>> begin The records
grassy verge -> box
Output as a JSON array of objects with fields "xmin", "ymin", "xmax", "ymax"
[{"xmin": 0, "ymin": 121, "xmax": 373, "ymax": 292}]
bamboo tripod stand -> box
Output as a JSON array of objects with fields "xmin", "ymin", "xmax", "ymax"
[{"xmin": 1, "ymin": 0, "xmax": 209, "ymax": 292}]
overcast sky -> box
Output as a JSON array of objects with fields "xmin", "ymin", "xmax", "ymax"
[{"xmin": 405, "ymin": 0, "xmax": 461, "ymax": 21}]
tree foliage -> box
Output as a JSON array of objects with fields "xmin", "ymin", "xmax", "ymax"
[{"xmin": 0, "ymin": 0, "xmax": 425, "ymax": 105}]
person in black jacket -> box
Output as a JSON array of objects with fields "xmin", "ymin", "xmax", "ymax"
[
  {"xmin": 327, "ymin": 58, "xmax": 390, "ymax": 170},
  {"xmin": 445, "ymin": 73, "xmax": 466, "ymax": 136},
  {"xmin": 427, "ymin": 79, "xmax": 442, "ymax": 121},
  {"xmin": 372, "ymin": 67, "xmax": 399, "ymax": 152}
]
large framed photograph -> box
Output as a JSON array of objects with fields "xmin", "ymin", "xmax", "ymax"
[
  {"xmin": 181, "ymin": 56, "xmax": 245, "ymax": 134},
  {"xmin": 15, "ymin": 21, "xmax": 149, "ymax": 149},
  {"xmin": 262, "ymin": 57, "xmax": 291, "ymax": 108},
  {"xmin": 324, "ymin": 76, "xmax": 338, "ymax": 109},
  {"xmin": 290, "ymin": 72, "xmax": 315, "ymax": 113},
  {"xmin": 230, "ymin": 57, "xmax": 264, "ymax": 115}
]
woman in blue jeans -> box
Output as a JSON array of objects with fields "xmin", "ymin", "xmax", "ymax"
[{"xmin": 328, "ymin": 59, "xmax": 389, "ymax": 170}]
>> end The records
## What is required
Reproduce the part of the items that opens with the line containing "woman in blue jeans -> box" and closes at the end of the items, substituting "dark trousers" for "blue jeans" and leaving everything else unchanged.

## Output of the task
woman in dark trousers -> box
Output as a JSON array of objects with fields "xmin", "ymin", "xmax", "ymax"
[{"xmin": 328, "ymin": 59, "xmax": 389, "ymax": 170}]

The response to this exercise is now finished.